What you have to do: Take the records underneath and set them down exactly.

******************************

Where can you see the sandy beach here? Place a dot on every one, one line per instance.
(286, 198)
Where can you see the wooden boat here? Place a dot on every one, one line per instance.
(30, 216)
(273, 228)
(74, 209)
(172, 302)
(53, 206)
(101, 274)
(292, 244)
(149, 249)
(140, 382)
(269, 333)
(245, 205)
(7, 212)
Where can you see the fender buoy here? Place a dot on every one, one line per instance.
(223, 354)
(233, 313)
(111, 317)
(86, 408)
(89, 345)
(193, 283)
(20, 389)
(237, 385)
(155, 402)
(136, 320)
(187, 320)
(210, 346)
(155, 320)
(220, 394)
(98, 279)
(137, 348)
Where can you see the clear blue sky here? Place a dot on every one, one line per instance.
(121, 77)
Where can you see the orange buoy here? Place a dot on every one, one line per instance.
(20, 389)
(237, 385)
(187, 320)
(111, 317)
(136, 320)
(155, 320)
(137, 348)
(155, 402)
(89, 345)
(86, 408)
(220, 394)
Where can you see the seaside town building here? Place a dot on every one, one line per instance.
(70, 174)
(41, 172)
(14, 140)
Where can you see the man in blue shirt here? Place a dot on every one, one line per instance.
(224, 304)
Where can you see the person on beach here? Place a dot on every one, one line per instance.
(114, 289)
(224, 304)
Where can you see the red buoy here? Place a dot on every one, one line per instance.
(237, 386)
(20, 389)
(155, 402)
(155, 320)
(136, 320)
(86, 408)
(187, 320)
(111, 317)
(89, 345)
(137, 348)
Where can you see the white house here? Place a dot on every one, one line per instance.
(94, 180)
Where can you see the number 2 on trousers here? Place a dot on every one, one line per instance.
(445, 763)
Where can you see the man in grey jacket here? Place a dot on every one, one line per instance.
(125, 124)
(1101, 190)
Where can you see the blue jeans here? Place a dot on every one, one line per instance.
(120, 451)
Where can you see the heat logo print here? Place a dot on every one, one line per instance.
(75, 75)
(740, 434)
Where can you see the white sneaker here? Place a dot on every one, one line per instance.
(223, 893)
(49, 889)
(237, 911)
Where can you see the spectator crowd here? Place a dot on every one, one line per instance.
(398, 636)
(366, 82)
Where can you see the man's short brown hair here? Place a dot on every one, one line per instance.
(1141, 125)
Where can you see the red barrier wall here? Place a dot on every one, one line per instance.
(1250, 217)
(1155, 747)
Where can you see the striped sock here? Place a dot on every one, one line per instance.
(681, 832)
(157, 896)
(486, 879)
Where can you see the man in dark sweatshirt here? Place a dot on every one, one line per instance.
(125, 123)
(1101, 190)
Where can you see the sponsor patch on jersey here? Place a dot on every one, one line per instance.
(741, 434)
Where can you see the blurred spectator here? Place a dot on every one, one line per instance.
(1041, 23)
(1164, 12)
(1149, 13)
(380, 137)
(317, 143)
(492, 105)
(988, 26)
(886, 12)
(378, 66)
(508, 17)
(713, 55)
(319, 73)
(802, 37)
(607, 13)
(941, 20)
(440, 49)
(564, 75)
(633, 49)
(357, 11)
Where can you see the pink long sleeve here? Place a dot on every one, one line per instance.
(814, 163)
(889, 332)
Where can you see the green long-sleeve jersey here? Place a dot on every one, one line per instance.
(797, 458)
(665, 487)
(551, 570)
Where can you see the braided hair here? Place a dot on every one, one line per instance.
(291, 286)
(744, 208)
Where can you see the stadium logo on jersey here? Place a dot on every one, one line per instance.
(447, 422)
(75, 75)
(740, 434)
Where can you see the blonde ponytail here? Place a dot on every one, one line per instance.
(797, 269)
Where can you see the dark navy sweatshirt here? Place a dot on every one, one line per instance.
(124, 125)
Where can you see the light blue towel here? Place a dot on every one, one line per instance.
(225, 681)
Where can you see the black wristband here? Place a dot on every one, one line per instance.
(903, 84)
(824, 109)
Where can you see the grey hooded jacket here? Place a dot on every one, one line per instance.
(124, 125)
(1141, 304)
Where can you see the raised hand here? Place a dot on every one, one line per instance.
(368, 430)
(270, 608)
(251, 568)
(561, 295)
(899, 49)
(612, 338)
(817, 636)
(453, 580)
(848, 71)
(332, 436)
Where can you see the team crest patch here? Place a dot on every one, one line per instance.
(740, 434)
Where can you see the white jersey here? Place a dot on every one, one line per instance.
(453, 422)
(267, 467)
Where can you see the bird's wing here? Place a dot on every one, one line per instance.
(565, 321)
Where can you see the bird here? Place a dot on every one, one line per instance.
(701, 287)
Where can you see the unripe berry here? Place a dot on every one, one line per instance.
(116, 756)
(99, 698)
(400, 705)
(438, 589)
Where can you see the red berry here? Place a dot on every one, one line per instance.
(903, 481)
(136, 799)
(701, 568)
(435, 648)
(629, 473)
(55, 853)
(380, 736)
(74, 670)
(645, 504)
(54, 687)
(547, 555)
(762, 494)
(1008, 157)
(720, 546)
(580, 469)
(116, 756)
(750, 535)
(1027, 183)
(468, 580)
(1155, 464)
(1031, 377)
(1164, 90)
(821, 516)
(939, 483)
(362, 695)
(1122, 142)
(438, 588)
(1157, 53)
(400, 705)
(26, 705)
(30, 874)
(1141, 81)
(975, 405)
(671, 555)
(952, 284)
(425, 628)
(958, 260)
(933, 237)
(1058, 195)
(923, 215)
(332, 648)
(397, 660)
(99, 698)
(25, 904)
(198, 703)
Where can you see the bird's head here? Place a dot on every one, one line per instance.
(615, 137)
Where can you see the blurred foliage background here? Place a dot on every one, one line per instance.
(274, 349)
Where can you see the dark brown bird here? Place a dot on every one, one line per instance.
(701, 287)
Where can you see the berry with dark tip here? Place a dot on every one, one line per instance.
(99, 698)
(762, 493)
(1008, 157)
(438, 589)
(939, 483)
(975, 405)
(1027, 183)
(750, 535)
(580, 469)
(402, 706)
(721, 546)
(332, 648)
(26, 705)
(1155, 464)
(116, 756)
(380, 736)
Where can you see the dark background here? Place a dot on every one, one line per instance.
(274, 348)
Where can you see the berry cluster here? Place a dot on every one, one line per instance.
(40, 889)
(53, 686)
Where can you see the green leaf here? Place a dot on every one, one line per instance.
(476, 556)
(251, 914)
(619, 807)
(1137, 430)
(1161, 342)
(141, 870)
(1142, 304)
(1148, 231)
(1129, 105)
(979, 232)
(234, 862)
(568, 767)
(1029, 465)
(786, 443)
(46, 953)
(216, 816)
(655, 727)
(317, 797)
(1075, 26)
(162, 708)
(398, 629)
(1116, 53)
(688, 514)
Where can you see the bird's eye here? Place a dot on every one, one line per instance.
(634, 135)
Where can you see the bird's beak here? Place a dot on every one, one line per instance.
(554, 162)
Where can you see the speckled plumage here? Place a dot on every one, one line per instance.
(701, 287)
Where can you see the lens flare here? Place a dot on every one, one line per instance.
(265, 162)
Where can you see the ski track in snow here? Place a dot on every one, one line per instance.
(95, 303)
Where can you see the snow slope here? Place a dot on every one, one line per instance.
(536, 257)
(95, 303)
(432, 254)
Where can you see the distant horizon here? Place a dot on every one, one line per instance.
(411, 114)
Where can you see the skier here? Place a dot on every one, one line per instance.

******************************

Answer to the problem:
Where can you see the sandy beach here? Place a dot on every one, one line per instance.
(286, 198)
Where can you see the wooden boat here? Place a dot on every one, one line per instance.
(30, 216)
(273, 228)
(74, 209)
(172, 302)
(53, 206)
(101, 274)
(292, 244)
(149, 249)
(140, 382)
(269, 333)
(245, 205)
(7, 212)
Where can you see the fender buoy here? Place a dot on every one, one line per instance.
(223, 354)
(233, 313)
(111, 317)
(86, 408)
(89, 345)
(193, 283)
(20, 389)
(237, 385)
(155, 402)
(136, 320)
(187, 320)
(210, 346)
(155, 320)
(220, 394)
(98, 279)
(137, 348)
Where can you see the clear blue sky here? Place a dot on every one, one line per instance.
(121, 77)
Where can you see the orange buoy here? Place a dot on every one, one line per instance.
(20, 389)
(237, 385)
(187, 320)
(111, 317)
(136, 320)
(155, 320)
(137, 348)
(155, 402)
(89, 345)
(86, 408)
(220, 394)
Where can you see the seaside town building here? Place a dot on every one, one line per instance.
(70, 174)
(41, 172)
(14, 140)
Where can you see the man in blue shirt here? Place a dot on every one, one line per instance.
(224, 304)
Where can you see the person on beach here? Place a dot on every one, one line per instance.
(114, 289)
(224, 304)
Where can you see the red buoy here? Place a dot on every one, one line per instance.
(237, 386)
(20, 389)
(155, 402)
(155, 320)
(136, 320)
(86, 408)
(187, 320)
(111, 317)
(89, 345)
(137, 348)
Where can you see the white house here? Place a dot on every one, one line per instance.
(94, 180)
Where can you see the number 2 on trousers here? Place a dot on every one, one line per instance.
(445, 763)
Where can you see the man in grey jacket here? Place a dot on every one, one line per instance.
(125, 124)
(1101, 190)
Where can you see the blue jeans here? Place a dot on every one, one line per instance.
(120, 451)
Where can you see the heat logo print here? Place a dot on every one, one line per instance.
(75, 75)
(740, 434)
Where can you see the white sneaker here? Place a dot on every one, one line per instance.
(223, 893)
(49, 889)
(237, 911)
Where can you see the spectator crowd here? Place a dot on every one, one line per instance.
(398, 636)
(366, 82)
Where can you see the man's short brown hair here? Place a dot on every one, one line per instance.
(1141, 125)
Where can you see the red barrier wall here? Place a dot on every one, one line per instance.
(1250, 217)
(1155, 747)
Where can you see the striped sock here? Place a dot on every one, one line per instance.
(681, 832)
(157, 896)
(486, 879)
Where can you see the man in dark sweatshirt here? Place a dot on every one, one line per instance.
(125, 123)
(1101, 190)
Where can you see the sponsor patch on jersey here? Place a dot on every one, one line per instance.
(741, 434)
Where can you see the blurred spectator here? Place a dot on every one, one line per instance.
(1041, 23)
(1164, 12)
(1149, 13)
(380, 137)
(317, 143)
(492, 105)
(988, 26)
(886, 12)
(378, 66)
(508, 17)
(713, 55)
(319, 73)
(802, 37)
(607, 13)
(941, 20)
(440, 49)
(564, 75)
(633, 49)
(357, 11)
Where can you see the pink long sleeve here? Place a dot on every one, one line per instance.
(814, 163)
(889, 332)
Where can you see the green long-sleeve jersey here? Place a dot on every one, one line per instance.
(797, 458)
(665, 487)
(551, 570)
Where can you see the braided hair here? Place a dot on every one, one line per instance.
(291, 286)
(744, 208)
Where can you see the stadium logo on jersey here? Place a dot on every one, one line per instance.
(447, 422)
(75, 75)
(740, 434)
Where can you see the blonde ponytail here? Place a dot on every one, one line per instance.
(797, 269)
Where can you see the dark navy sweatshirt here? Place a dot on every one, one line per instance.
(124, 125)
Where can you see the light blue towel here? Place a dot on every one, one line per instance.
(225, 681)
Where can you see the black wristband here? Place a dot on every one, one line per instance.
(903, 84)
(824, 109)
Where can you see the grey hooded jacket here? Place a dot on every one, one line per instance.
(124, 125)
(1141, 304)
Where can you see the raised hand here? Place a dot on every one, one line per instance.
(368, 430)
(270, 608)
(251, 568)
(561, 295)
(899, 49)
(612, 338)
(817, 636)
(453, 580)
(848, 71)
(332, 436)
Where can you see the team crest patch here? Place a dot on every one, one line per instance.
(740, 434)
Where can you see the white jersey here? Place a dot on every one, one line per instance.
(453, 422)
(267, 467)
Where can you see the bird's wing here? Place a dot on every one, one line per instance.
(565, 321)
Where can you see the bird here? Place a dot on every one, one line per instance.
(701, 287)
Where can you see the unripe berry here? Place a dot on every one, one line per instance.
(116, 756)
(99, 698)
(400, 705)
(438, 589)
Where can you see the red berry here? Place a dot on every one, one line per instance.
(903, 481)
(136, 799)
(701, 568)
(435, 648)
(629, 473)
(55, 853)
(380, 736)
(74, 670)
(645, 504)
(54, 687)
(547, 555)
(762, 494)
(1008, 157)
(720, 546)
(580, 469)
(116, 756)
(750, 535)
(1027, 183)
(468, 580)
(1155, 464)
(1031, 377)
(1164, 90)
(821, 516)
(939, 483)
(362, 695)
(1122, 142)
(438, 588)
(1157, 53)
(400, 705)
(26, 705)
(30, 874)
(1141, 81)
(975, 405)
(671, 555)
(952, 284)
(425, 628)
(958, 260)
(933, 237)
(1058, 195)
(923, 215)
(332, 648)
(397, 660)
(99, 698)
(25, 904)
(198, 703)
Where can you see the bird's head here? Place a dot on every one, one line per instance.
(615, 137)
Where can you see the blurred foliage background here? Place a dot on every one, one line per instance.
(274, 349)
Where can you see the dark brown bird here? Place a dot on every one, one line per instance.
(701, 287)
Where can you see the berry with dark tip here? Place a dot on every one, one line per instance.
(99, 698)
(762, 493)
(1008, 157)
(438, 589)
(939, 483)
(975, 405)
(1027, 183)
(750, 535)
(580, 469)
(402, 706)
(721, 546)
(332, 648)
(26, 705)
(1155, 464)
(116, 756)
(380, 736)
Where can you see the dark background here? Place a dot on every one, one line per instance.
(274, 348)
Where can you see the berry cluster here? Place a dot on every one, one line per instance.
(40, 889)
(53, 686)
Where can you see the green leaf here? Place a dot on every one, one line per instance.
(476, 556)
(251, 914)
(619, 807)
(1137, 430)
(1161, 342)
(141, 870)
(1142, 304)
(1148, 231)
(1129, 105)
(979, 232)
(234, 862)
(568, 767)
(1029, 465)
(786, 443)
(46, 953)
(216, 816)
(655, 727)
(317, 797)
(1075, 26)
(162, 708)
(398, 629)
(1116, 53)
(688, 514)
Where can you see the bird's eye here? Place a dot on every one, one line per instance.
(634, 135)
Where can you see the bird's beak here? Place a dot on every one, one line per instance.
(554, 162)
Where can you see the speckled plumage here? Place a dot on every one, one line per instance.
(701, 287)
Where can you see the lens flare here? Place a dot on every one, one line per instance.
(265, 162)
Where can you see the ski track in snow here? Place a dot on every one, one line per instance.
(95, 303)
Where can you see the snow slope here? Place a dot on every one, one line per instance.
(536, 257)
(95, 303)
(432, 254)
Where can you see the distant horizon here? Place a dot on every one, one line per instance.
(411, 114)
Where can you see the skier here? Place a dot on every one, one line per instance.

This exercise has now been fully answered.